Apego (Patricia Velásquez, 2019)
Apego (Patricia Velásquez, 2019)

O cinema documental teve uma história mais contínua na Costa Rica, com um importante impulso nos anos 70, graças à produção estatal através do Centro de Cinema. No entanto, a censura e a falta de apoio foram enfraquecendo essa tradição.


Em relação à ficção, as produções mais destacadas do século XXI foram dirigidas por mulheres, como "Tengo sueños eléctricos", de Valentina Maurel, "Medea", de Alexandra Latishev, "El camino", de Ishtar Yasin Gutiérrez, e "Agua fría de mar", de Paz Fábrega, que obteve o prestigioso Prêmio Tiger em Rotterdam.


Um dos maiores problemas do setor continua sendo a falta de uma organização sindical forte que represente os criadores audiovisuais e defenda seus direitos. "Existem algumas associações, mas não há uma que gerencie os direitos autorais", reconhece Velásquez Guzmán. As agrupações existentes, como a de documentaristas, a de mulheres diretoras e a de produtores, trabalharam em iniciativas de paridade e na promoção de uma lei de cinema, mas ainda há um longo caminho a percorrer em termos de direitos autorais e regulação do setor audiovisual.

## [Dados brutos]
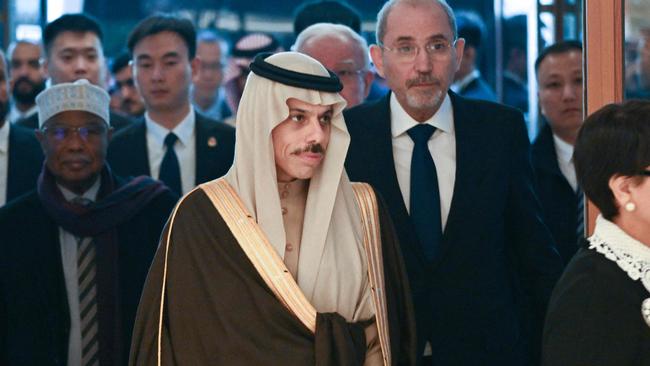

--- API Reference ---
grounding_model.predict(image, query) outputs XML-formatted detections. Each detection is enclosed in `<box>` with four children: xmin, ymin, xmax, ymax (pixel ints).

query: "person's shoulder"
<box><xmin>109</xmin><ymin>111</ymin><xmax>134</xmax><ymax>131</ymax></box>
<box><xmin>195</xmin><ymin>112</ymin><xmax>235</xmax><ymax>138</ymax></box>
<box><xmin>0</xmin><ymin>190</ymin><xmax>43</xmax><ymax>226</ymax></box>
<box><xmin>556</xmin><ymin>243</ymin><xmax>638</xmax><ymax>297</ymax></box>
<box><xmin>16</xmin><ymin>112</ymin><xmax>38</xmax><ymax>130</ymax></box>
<box><xmin>109</xmin><ymin>118</ymin><xmax>146</xmax><ymax>148</ymax></box>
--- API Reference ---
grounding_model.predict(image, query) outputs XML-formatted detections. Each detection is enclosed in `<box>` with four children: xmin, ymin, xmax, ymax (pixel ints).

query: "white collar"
<box><xmin>553</xmin><ymin>134</ymin><xmax>573</xmax><ymax>163</ymax></box>
<box><xmin>589</xmin><ymin>215</ymin><xmax>650</xmax><ymax>292</ymax></box>
<box><xmin>451</xmin><ymin>69</ymin><xmax>481</xmax><ymax>93</ymax></box>
<box><xmin>57</xmin><ymin>177</ymin><xmax>101</xmax><ymax>202</ymax></box>
<box><xmin>0</xmin><ymin>120</ymin><xmax>9</xmax><ymax>153</ymax></box>
<box><xmin>390</xmin><ymin>93</ymin><xmax>454</xmax><ymax>138</ymax></box>
<box><xmin>144</xmin><ymin>104</ymin><xmax>196</xmax><ymax>146</ymax></box>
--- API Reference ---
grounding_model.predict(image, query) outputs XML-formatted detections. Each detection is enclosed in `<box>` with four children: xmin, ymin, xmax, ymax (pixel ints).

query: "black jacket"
<box><xmin>2</xmin><ymin>125</ymin><xmax>43</xmax><ymax>203</ymax></box>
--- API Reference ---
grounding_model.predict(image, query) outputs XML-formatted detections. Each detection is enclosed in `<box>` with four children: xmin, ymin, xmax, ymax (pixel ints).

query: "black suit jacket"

## [Exercício proposto 1]
Resuma em duas frases o texto sobre o cinema costa-riquenho.
## [Exercício proposto 2]
Reproduza o texto sobre o cinema costa-riquenho desde "Um dos maiores" até "do setor audiovisual.", inclusive.
## [Exercício proposto 3]
Prossiga o texto sobre o cinema costa-riquenho a partir do ponto em que ele termina.
Os dados não têm nenhuma relação com o texto sobre o cinema costa-riquenho.

## [Resposta redigida 1]
Na Costa Rica, o cinema documental ganhou um importante impulso nos anos 70 graças à produção estatal do Centro de Cinema, mas a censura e a falta de apoio enfraqueceram essa tradição, enquanto as produções de ficção mais destacadas do século XXI foram dirigidas por mulheres. Um dos maiores problemas do setor continua sendo a falta de uma organização sindical forte que defenda os criadores audiovisuais, e, embora as agrupações existentes tenham trabalhado pela paridade e por uma lei de cinema, ainda há um longo caminho a percorrer em direitos autorais e regulação.

## [Resposta redigida 2]
Um dos maiores problemas do setor continua sendo a falta de uma organização sindical forte que represente os criadores audiovisuais e defenda seus direitos. "Existem algumas associações, mas não há uma que gerencie os direitos autorais", reconhece Velásquez Guzmán. As agrupações existentes, como a de documentaristas, a de mulheres diretoras e a de produtores, trabalharam em iniciativas de paridade e na promoção de uma lei de cinema, mas ainda há um longo caminho a percorrer em termos de direitos autorais e regulação do setor audiovisual.

## [Resposta redigida 3]
La piel del agua (Patricia Velásquez, 2024)
La piel del agua (Patricia Velásquez, 2024)

Costa Rica se encontra em um ponto crucial de seu desenvolvimento cinematográfico. Embora a produção tenha crescido e os filmes tenham conquistado reconhecimento internacional, a falta de financiamento adequado, infraestrutura técnica e um marco legal que proteja os criadores audiovisuais continua sendo um obstáculo para sua consolidação como uma indústria estável. Nas palavras de Patricia Velásquez Guzmán: "Todo tempo passado foi pior", uma afirmação que, embora reflita um avanço, também deixa claro que ainda há muito a ser feito para que o cinema costarriquenho alcance seu máximo potencial.


Honduras: um caminho a percorrer

O cinema hondurenho percorreu um longo caminho desde sua primeira produção em 1962 até os dias atuais, com uma indústria crescente impulsionada por novas leis e fundos de financiamento. A diretora hondurenha Laura Bermúdez, que dirigiu 11 documentários premiados em diversos festivais internacionais, consolidando-se como uma das realizadoras mais proeminentes da região, compartilha com o AV Creators News sua visão sobre o desenvolvimento do cinema em seu país, os desafios que enfrenta e as oportunidades que se apresentam para o futuro.


A história do cinema em Honduras começa em 1962 com o curta-metragem "Mi amigo Ángel", dirigido por Sami Kafati, considerado o pioneiro do cinema nacional. Kafati, influenciado pelo neorrealismo italiano, buscava refletir a sociedade hondurenha em suas produções. Seu longa-metragem "No hay tierra sin dueño", terminado postumamente e estreado em 2003 em uma seção paralela de Cannes, continua sendo uma das obras mais emblemáticas do cinema hondurenho.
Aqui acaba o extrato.